** Start of Data for this task **
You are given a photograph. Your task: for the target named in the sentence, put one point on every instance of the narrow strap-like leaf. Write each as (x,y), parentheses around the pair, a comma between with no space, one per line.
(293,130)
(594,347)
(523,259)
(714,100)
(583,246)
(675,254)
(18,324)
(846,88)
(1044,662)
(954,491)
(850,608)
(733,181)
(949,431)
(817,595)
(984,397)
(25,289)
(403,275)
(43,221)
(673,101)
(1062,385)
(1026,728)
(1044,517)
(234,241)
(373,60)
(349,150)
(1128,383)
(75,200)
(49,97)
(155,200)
** End of Data for this task **
Instructions for the task: Extract every line of the data above and reproduce each one without any change.

Worked solution:
You are given a photograph. Your task: for the target named in the sentence, put one point on every instance of the narrow strap-like leaf. Write each as (x,y), parentheses around the pair, a comma between with no space, one per line.
(293,130)
(594,347)
(523,259)
(714,100)
(583,246)
(675,254)
(18,324)
(846,88)
(1044,662)
(954,491)
(850,608)
(733,181)
(949,431)
(817,595)
(984,397)
(25,289)
(403,275)
(43,221)
(673,101)
(1062,385)
(1026,728)
(1044,517)
(234,241)
(373,60)
(349,150)
(1128,383)
(75,200)
(49,97)
(155,200)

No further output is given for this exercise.